- **WHAT TO WORK ON**: Transcribe every record exactly.

┌─ AVAILABLE DATA

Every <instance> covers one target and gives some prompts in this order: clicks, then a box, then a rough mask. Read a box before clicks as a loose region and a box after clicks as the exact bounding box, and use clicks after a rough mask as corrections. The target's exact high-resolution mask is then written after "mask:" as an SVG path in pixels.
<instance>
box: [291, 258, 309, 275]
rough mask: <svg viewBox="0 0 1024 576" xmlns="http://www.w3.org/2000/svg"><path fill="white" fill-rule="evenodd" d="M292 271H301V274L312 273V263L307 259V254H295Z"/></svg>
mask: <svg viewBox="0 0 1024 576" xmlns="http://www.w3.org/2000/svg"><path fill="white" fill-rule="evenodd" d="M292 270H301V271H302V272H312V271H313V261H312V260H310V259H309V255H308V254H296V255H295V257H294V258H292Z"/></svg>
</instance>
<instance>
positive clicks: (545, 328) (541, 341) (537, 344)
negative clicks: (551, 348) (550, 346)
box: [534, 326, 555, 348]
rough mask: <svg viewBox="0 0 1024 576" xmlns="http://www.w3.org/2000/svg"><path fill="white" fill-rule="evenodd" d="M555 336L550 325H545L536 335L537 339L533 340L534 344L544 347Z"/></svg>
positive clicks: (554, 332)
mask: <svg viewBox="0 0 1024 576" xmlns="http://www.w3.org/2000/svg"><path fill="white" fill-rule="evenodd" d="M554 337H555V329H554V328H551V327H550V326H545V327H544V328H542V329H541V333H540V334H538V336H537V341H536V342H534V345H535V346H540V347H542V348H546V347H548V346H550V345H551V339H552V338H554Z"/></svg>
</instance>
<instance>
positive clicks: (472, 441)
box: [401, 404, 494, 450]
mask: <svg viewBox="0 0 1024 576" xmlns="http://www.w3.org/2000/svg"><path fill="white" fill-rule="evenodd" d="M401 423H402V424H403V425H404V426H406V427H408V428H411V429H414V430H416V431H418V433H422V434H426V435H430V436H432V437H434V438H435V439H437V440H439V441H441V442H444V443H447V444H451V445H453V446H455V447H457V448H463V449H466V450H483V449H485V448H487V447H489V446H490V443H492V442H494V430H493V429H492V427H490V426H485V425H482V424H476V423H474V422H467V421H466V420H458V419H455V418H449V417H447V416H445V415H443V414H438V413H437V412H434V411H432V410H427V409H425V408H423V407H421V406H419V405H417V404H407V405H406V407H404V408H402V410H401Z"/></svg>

└─

- **RESPONSE FOR THIS EXERCISE**:
Every <instance> covers one target and gives some prompts in this order: clicks, then a box, then a rough mask. Read a box before clicks as a loose region and a box after clicks as the exact bounding box, and use clicks after a rough mask as corrections. The target's exact high-resolution mask is then written after "mask:" as an SVG path in pixels.
<instance>
box: [291, 258, 309, 275]
rough mask: <svg viewBox="0 0 1024 576" xmlns="http://www.w3.org/2000/svg"><path fill="white" fill-rule="evenodd" d="M292 271H301V274L312 273V263L307 259V254H295Z"/></svg>
mask: <svg viewBox="0 0 1024 576" xmlns="http://www.w3.org/2000/svg"><path fill="white" fill-rule="evenodd" d="M292 270H301V271H302V272H312V271H313V261H312V260H310V259H309V255H308V254H296V255H295V257H294V258H292Z"/></svg>
</instance>
<instance>
positive clicks: (545, 328) (541, 341) (537, 344)
negative clicks: (551, 348) (550, 346)
box: [534, 326, 555, 348]
rough mask: <svg viewBox="0 0 1024 576" xmlns="http://www.w3.org/2000/svg"><path fill="white" fill-rule="evenodd" d="M555 336L550 325H545L536 335L537 339L533 340L534 344L544 347Z"/></svg>
positive clicks: (554, 332)
mask: <svg viewBox="0 0 1024 576" xmlns="http://www.w3.org/2000/svg"><path fill="white" fill-rule="evenodd" d="M554 337H555V329H554V328H551V327H550V326H545V327H544V328H542V329H541V333H540V334H538V336H537V341H536V342H534V345H535V346H540V347H542V348H546V347H548V346H550V345H551V339H552V338H554Z"/></svg>
</instance>
<instance>
positive clicks: (472, 441)
box: [401, 404, 494, 450]
mask: <svg viewBox="0 0 1024 576" xmlns="http://www.w3.org/2000/svg"><path fill="white" fill-rule="evenodd" d="M401 423H402V424H403V425H404V426H406V427H408V428H411V429H414V430H416V431H418V433H422V434H426V435H430V436H432V437H434V438H435V439H437V440H439V441H441V442H444V443H447V444H451V445H453V446H455V447H457V448H463V449H466V450H483V449H485V448H487V447H489V446H490V443H492V442H494V430H493V429H492V427H490V426H485V425H482V424H476V423H474V422H467V421H466V420H458V419H455V418H449V417H447V416H445V415H443V414H438V413H437V412H434V411H432V410H427V409H425V408H423V407H421V406H419V405H417V404H407V405H406V407H404V408H402V410H401Z"/></svg>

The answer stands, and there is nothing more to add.